PROBLEM TO SOLVE
Arrange every line of the records below as a numbered list, and leave out any blank lines.

DATA TO USE
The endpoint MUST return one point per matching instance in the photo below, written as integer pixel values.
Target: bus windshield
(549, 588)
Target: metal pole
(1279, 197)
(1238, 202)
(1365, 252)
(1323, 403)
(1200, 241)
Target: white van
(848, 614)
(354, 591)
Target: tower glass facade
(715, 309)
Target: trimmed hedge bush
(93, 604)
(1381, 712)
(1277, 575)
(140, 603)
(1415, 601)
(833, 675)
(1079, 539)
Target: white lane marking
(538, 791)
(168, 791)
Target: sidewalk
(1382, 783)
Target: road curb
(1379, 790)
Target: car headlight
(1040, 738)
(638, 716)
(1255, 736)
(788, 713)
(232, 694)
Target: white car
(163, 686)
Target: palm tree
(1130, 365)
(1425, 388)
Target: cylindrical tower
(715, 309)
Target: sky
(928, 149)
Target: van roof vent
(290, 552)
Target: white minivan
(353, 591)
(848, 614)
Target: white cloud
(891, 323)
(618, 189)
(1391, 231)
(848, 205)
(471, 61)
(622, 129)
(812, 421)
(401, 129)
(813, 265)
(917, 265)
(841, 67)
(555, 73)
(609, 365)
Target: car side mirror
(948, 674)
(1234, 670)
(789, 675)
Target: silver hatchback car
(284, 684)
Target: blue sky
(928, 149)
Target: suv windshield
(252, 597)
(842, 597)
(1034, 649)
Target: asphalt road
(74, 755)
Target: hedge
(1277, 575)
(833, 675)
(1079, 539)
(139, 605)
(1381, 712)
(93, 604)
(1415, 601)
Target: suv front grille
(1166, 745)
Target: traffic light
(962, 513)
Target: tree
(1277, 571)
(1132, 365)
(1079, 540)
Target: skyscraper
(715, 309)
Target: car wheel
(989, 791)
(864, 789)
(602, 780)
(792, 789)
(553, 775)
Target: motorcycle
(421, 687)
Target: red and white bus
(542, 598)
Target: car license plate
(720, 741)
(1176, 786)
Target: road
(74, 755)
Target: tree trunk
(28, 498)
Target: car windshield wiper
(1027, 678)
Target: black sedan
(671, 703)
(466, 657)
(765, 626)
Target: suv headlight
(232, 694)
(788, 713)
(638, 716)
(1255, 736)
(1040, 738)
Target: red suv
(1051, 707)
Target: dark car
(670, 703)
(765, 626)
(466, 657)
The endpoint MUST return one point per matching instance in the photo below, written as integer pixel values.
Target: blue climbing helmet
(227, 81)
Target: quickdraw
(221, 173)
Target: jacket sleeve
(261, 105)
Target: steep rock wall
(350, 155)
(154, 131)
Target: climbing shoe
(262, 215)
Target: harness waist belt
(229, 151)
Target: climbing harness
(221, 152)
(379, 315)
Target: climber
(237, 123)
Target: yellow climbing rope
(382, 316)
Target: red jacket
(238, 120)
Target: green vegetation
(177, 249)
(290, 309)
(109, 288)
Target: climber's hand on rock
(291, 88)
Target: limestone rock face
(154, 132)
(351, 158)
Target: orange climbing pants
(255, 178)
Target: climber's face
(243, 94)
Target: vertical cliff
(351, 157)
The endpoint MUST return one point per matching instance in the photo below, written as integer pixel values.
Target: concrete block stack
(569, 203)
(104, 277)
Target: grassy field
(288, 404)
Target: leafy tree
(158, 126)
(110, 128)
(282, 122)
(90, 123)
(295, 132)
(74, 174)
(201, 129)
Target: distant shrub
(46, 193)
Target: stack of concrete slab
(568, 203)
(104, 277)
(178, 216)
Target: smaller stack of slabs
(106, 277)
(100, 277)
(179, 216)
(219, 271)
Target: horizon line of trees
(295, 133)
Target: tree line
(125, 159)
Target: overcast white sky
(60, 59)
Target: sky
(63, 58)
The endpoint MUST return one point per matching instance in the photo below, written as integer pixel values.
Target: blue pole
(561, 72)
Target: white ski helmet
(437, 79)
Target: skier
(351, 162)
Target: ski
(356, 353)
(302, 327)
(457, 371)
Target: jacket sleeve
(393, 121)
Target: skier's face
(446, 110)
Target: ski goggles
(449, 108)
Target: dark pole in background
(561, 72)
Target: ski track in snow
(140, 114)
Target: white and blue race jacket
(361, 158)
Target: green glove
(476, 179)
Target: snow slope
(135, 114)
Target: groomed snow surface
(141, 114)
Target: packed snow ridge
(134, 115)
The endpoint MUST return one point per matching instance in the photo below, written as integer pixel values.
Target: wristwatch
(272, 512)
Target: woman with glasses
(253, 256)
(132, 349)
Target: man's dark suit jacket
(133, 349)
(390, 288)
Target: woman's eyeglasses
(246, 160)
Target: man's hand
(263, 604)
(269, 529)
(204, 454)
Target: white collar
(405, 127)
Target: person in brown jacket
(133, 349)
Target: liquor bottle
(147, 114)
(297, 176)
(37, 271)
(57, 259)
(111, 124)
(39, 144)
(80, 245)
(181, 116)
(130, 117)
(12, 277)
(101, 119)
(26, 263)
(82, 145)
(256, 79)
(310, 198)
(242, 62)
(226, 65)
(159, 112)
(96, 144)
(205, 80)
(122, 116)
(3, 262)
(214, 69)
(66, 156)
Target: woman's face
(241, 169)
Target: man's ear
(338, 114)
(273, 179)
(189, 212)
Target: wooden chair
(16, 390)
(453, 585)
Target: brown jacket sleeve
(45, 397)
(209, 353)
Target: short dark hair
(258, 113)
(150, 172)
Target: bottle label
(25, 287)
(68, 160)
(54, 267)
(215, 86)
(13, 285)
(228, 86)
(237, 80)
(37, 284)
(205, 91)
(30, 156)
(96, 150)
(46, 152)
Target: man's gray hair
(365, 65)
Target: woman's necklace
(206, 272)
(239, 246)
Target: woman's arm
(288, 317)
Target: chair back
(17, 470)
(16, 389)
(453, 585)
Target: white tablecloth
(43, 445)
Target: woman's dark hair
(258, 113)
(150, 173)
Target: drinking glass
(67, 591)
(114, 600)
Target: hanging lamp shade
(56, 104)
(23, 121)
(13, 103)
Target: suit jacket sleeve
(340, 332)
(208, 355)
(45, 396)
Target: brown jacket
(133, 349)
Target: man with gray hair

EXERCISE SOLUTION
1. The endpoint MUST return one point per matching instance in the photo below, written as integer pixel values.
2. Target: bus windshield
3. (549, 588)
4. Target: metal pole
5. (1279, 197)
6. (1238, 202)
7. (1365, 252)
8. (1323, 403)
9. (1200, 241)
10. Target: white van
11. (848, 614)
12. (354, 591)
13. Target: tower glass facade
14. (715, 309)
15. Target: trimmed hedge bush
16. (93, 604)
17. (1381, 712)
18. (1277, 575)
19. (140, 603)
20. (1415, 601)
21. (833, 675)
22. (1079, 539)
23. Target: white lane marking
24. (538, 791)
25. (168, 791)
26. Target: sidewalk
27. (1382, 783)
28. Target: road curb
29. (1379, 790)
30. Target: car headlight
31. (1040, 738)
32. (638, 716)
33. (1255, 736)
34. (788, 713)
35. (232, 694)
36. Target: white car
37. (163, 686)
38. Target: palm tree
39. (1130, 365)
40. (1425, 388)
41. Target: cylindrical tower
42. (715, 309)
43. Target: sky
44. (928, 149)
45. Target: van roof vent
46. (290, 552)
47. Target: white minivan
48. (353, 591)
49. (848, 614)
50. Target: white cloud
51. (891, 323)
52. (618, 189)
53. (1391, 231)
54. (848, 205)
55. (471, 61)
56. (622, 129)
57. (812, 421)
58. (401, 129)
59. (813, 265)
60. (917, 265)
61. (841, 67)
62. (555, 73)
63. (609, 365)
64. Target: car side mirror
65. (948, 674)
66. (1234, 670)
67. (789, 675)
68. Target: silver hatchback car
69. (284, 684)
70. Target: blue sky
71. (928, 149)
72. Target: suv windshield
73. (252, 597)
74. (842, 597)
75. (1034, 649)
76. Target: asphalt road
77. (74, 755)
78. Target: hedge
79. (1277, 575)
80. (833, 675)
81. (1079, 539)
82. (139, 605)
83. (1381, 712)
84. (93, 604)
85. (1415, 601)
86. Target: suv front grille
87. (1166, 745)
88. Target: traffic light
89. (962, 513)
90. Target: tree
91. (1277, 571)
92. (1132, 365)
93. (1079, 540)
94. Target: skyscraper
95. (715, 309)
96. Target: car wheel
97. (989, 791)
98. (864, 789)
99. (602, 780)
100. (792, 789)
101. (553, 775)
102. Target: motorcycle
103. (421, 687)
104. Target: red and white bus
105. (542, 598)
106. Target: car license plate
107. (720, 741)
108. (1176, 786)
109. Target: road
110. (74, 755)
111. Target: tree trunk
112. (28, 498)
113. Target: car windshield wiper
114. (1027, 678)
115. Target: black sedan
116. (671, 703)
117. (466, 657)
118. (765, 626)
119. Target: suv headlight
120. (232, 694)
121. (788, 713)
122. (638, 716)
123. (1255, 736)
124. (1040, 738)
125. Target: red suv
126. (1051, 707)
127. Target: dark car
128. (670, 703)
129. (765, 626)
130. (466, 657)
131. The endpoint MUST return one point per matching instance in the photo below, written as integer pixel values.
132. Target: blue climbing helmet
133. (227, 81)
134. Target: quickdraw
135. (221, 173)
136. Target: jacket sleeve
137. (261, 105)
138. Target: steep rock wall
139. (350, 155)
140. (154, 131)
141. Target: climbing shoe
142. (262, 215)
143. Target: harness waist belt
144. (229, 151)
145. Target: climbing harness
146. (221, 152)
147. (379, 315)
148. Target: climber
149. (237, 123)
150. Target: yellow climbing rope
151. (382, 316)
152. Target: red jacket
153. (238, 120)
154. Target: green vegetation
155. (177, 249)
156. (290, 309)
157. (109, 288)
158. Target: climber's hand on rock
159. (291, 88)
160. Target: limestone rock face
161. (154, 132)
162. (351, 158)
163. Target: orange climbing pants
164. (255, 178)
165. Target: climber's face
166. (243, 94)
167. Target: vertical cliff
168. (351, 157)
169. The endpoint MUST return one point per matching instance in the photo below, written as integer pixel values.
170. Target: concrete block stack
171. (569, 203)
172. (104, 277)
173. Target: grassy field
174. (288, 404)
175. Target: leafy tree
176. (158, 126)
177. (110, 128)
178. (282, 122)
179. (90, 123)
180. (295, 132)
181. (74, 174)
182. (201, 129)
183. Target: distant shrub
184. (46, 193)
185. Target: stack of concrete slab
186. (568, 203)
187. (104, 277)
188. (178, 216)
189. Target: smaller stack of slabs
190. (106, 277)
191. (100, 277)
192. (179, 216)
193. (219, 271)
194. Target: horizon line of trees
195. (295, 133)
196. Target: tree line
197. (125, 159)
198. Target: overcast white sky
199. (60, 59)
200. Target: sky
201. (63, 58)
202. The endpoint MUST return one point per matching instance in the photo below, written as integer pixel values.
203. Target: blue pole
204. (561, 72)
205. Target: white ski helmet
206. (437, 79)
207. Target: skier
208. (351, 162)
209. Target: ski
210. (356, 353)
211. (302, 327)
212. (457, 371)
213. Target: jacket sleeve
214. (393, 121)
215. Target: skier's face
216. (446, 110)
217. Target: ski goggles
218. (449, 108)
219. Target: dark pole in background
220. (561, 72)
221. Target: ski track in snow
222. (140, 114)
223. Target: white and blue race jacket
224. (361, 158)
225. Target: green glove
226. (476, 179)
227. Target: snow slope
228. (135, 114)
229. Target: groomed snow surface
230. (141, 114)
231. Target: packed snow ridge
232. (134, 115)
233. The endpoint MUST return one point per matching instance in the photo below, written as integer pixel values.
234. Target: wristwatch
235. (272, 512)
236. Target: woman with glasses
237. (253, 256)
238. (132, 349)
239. Target: man's dark suit jacket
240. (133, 349)
241. (390, 288)
242. Target: woman's eyeglasses
243. (246, 160)
244. Target: man's hand
245. (263, 604)
246. (269, 529)
247. (204, 454)
248. Target: white collar
249. (405, 127)
250. Target: person in brown jacket
251. (133, 349)
252. Target: liquor bottle
253. (147, 114)
254. (297, 176)
255. (37, 271)
256. (57, 259)
257. (111, 124)
258. (39, 144)
259. (80, 245)
260. (181, 116)
261. (130, 117)
262. (12, 277)
263. (101, 119)
264. (26, 263)
265. (82, 145)
266. (256, 79)
267. (310, 198)
268. (242, 62)
269. (226, 65)
270. (159, 112)
271. (96, 144)
272. (205, 80)
273. (122, 116)
274. (3, 262)
275. (214, 69)
276. (66, 156)
277. Target: woman's face
278. (241, 169)
279. Target: man's ear
280. (338, 114)
281. (273, 179)
282. (189, 212)
283. Target: wooden chair
284. (16, 390)
285. (453, 585)
286. Target: brown jacket sleeve
287. (45, 397)
288. (209, 353)
289. Target: short dark hair
290. (258, 113)
291. (150, 172)
292. Target: bottle label
293. (25, 287)
294. (68, 160)
295. (54, 267)
296. (215, 86)
297. (13, 285)
298. (228, 86)
299. (237, 80)
300. (37, 284)
301. (205, 91)
302. (30, 156)
303. (96, 150)
304. (46, 152)
305. Target: man's gray hair
306. (365, 65)
307. Target: woman's necklace
308. (206, 272)
309. (239, 246)
310. Target: woman's arm
311. (288, 317)
312. Target: chair back
313. (17, 470)
314. (16, 389)
315. (453, 585)
316. Target: white tablecloth
317. (43, 445)
318. Target: woman's dark hair
319. (258, 113)
320. (150, 173)
321. Target: drinking glass
322. (67, 591)
323. (114, 600)
324. Target: hanging lamp shade
325. (56, 104)
326. (23, 121)
327. (13, 103)
328. Target: suit jacket sleeve
329. (340, 332)
330. (208, 355)
331. (45, 396)
332. Target: brown jacket
333. (133, 349)
334. Target: man with gray hair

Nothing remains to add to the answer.